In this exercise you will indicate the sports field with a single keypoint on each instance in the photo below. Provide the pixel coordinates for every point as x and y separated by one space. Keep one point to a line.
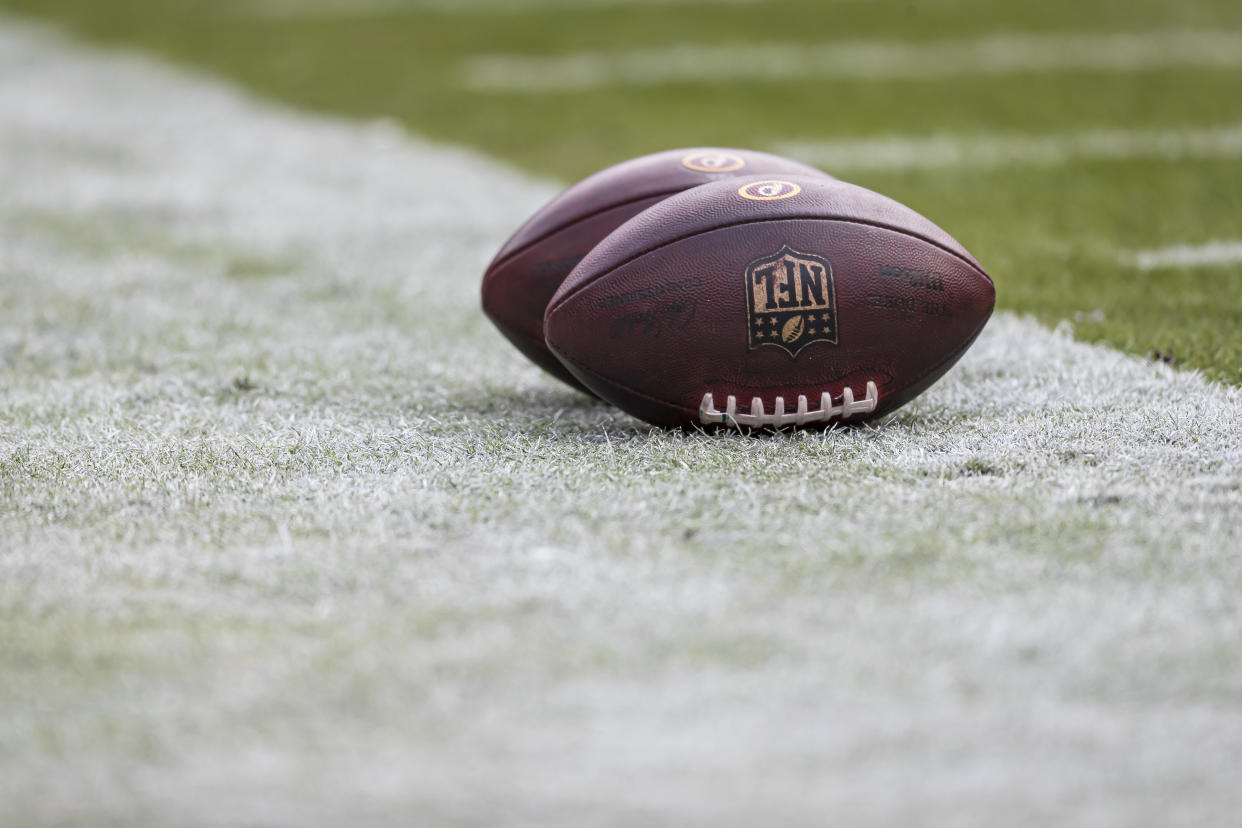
290 535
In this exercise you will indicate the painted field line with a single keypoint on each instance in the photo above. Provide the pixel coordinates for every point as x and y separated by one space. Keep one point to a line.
1005 149
292 9
860 60
1216 253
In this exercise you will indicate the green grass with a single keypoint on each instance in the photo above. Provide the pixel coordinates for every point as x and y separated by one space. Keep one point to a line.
291 536
1053 238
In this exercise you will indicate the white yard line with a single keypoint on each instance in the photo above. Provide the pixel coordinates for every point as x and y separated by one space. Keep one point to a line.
860 60
1007 149
290 536
1216 253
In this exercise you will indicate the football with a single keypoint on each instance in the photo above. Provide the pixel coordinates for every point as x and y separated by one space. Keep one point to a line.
769 302
532 265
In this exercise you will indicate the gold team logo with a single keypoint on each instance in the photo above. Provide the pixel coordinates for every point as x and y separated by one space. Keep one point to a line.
791 299
773 190
713 162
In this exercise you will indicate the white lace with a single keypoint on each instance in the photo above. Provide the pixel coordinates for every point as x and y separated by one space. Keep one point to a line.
779 418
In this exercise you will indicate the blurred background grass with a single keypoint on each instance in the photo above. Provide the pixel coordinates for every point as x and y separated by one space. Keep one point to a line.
1057 238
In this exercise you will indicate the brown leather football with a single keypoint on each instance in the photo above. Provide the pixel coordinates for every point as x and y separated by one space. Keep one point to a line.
532 265
769 303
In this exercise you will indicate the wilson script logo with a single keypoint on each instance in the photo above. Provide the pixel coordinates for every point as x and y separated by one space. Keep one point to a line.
791 301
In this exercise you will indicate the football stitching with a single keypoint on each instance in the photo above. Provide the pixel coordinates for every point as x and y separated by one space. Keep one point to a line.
595 278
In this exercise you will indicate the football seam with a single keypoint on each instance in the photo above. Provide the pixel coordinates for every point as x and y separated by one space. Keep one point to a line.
565 356
974 266
501 262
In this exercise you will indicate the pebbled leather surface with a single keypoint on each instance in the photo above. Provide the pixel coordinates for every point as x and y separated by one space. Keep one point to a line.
532 265
657 314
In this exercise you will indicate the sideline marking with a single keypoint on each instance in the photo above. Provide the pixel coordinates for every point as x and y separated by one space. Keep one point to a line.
1006 149
1215 253
860 60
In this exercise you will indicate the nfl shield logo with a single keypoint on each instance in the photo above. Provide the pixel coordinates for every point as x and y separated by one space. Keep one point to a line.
791 299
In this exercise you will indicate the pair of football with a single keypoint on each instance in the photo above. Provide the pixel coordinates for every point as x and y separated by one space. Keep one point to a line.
729 288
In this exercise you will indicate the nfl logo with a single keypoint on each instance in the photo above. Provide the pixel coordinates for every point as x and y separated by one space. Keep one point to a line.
791 298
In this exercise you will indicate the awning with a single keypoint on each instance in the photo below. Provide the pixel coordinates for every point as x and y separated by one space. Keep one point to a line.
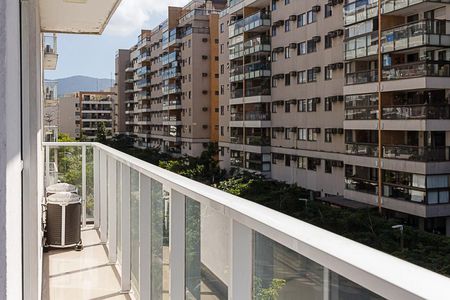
76 16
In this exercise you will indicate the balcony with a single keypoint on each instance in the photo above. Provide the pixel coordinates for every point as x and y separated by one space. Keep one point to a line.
402 71
50 52
168 235
425 33
250 71
257 22
361 10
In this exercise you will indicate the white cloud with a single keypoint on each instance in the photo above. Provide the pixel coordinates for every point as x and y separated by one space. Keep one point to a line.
134 15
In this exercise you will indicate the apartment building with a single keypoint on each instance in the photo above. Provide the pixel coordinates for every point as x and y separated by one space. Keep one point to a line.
120 115
96 108
299 90
171 81
69 115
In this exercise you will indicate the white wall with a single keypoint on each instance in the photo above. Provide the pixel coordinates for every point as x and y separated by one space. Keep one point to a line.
10 153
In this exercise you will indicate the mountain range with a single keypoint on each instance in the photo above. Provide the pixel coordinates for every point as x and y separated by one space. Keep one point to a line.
82 83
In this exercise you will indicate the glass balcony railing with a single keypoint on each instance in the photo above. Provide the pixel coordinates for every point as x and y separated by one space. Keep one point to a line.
361 10
181 237
411 112
431 33
415 153
253 22
402 71
362 149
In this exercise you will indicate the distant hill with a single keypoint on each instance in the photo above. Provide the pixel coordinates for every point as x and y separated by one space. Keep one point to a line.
82 83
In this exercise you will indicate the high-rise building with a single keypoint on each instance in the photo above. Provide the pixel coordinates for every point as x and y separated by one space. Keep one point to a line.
170 84
302 100
96 108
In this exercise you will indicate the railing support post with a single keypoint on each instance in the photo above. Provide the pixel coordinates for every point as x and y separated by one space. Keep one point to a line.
125 284
112 211
83 185
103 197
96 188
241 262
177 245
145 249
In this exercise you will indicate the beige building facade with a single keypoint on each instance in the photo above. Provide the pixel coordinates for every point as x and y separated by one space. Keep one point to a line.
302 100
171 89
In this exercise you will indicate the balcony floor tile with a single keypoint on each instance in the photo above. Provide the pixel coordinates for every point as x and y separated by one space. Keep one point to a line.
68 274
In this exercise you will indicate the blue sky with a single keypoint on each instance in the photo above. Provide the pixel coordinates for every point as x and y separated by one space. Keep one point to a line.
94 56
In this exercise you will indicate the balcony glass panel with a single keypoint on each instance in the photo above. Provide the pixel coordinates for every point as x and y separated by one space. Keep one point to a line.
207 257
159 241
134 226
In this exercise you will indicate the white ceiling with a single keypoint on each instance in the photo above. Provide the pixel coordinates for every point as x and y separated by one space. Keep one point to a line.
76 16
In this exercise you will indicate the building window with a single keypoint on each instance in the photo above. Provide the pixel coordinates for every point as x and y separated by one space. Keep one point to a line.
312 75
328 10
311 46
287 160
287 106
328 135
301 77
328 73
301 20
311 17
313 163
302 162
287 52
287 79
302 134
311 105
287 26
328 42
328 104
328 166
274 107
301 48
301 105
312 135
287 133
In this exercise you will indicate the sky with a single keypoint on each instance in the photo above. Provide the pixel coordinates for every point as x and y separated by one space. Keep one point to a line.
93 55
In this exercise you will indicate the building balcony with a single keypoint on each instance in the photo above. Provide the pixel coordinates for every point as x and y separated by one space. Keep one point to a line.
361 10
258 22
50 52
163 234
425 33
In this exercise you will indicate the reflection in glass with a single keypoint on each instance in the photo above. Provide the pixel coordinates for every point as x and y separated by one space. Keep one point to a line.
134 226
207 253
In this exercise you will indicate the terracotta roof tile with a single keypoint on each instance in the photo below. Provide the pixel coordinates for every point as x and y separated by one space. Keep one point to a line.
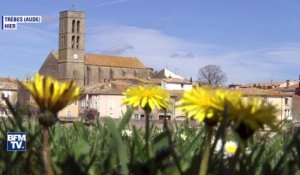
110 61
260 92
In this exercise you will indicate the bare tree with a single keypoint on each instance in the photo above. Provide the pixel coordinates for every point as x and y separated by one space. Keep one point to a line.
212 75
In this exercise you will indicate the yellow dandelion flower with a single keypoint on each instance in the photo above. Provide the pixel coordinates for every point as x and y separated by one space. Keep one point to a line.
147 97
251 114
205 104
51 95
230 148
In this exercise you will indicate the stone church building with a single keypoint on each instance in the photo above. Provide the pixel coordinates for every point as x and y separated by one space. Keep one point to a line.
71 62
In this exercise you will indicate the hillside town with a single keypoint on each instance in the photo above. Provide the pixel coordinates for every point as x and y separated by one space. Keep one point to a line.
104 78
150 87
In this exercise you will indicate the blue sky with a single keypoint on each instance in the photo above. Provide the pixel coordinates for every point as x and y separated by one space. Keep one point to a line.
255 40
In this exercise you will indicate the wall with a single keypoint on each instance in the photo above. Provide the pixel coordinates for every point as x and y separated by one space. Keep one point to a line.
176 86
97 74
73 108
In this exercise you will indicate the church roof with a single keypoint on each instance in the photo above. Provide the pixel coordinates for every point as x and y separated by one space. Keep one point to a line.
111 61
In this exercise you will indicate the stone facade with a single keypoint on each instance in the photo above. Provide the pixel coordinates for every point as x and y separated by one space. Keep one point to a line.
72 63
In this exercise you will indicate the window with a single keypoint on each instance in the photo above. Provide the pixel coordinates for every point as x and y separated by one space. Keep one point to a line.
++++
Repeat word for word every line from the one that holds "In this exercise you will indicate the stone facade" to the end. Both ends count.

In this exercise you will indicate the stone facade with a single keypoint on each instance in the photo above. Provide the pixel coordinates for every point as x and y separated by one space. Keep one point to a line.
72 63
In this exercise you will indicate the window with a single keypoint on each instance in the photo above. Provide the pixel coordinates for every point as x and y separated by one space. Keep one point to a line.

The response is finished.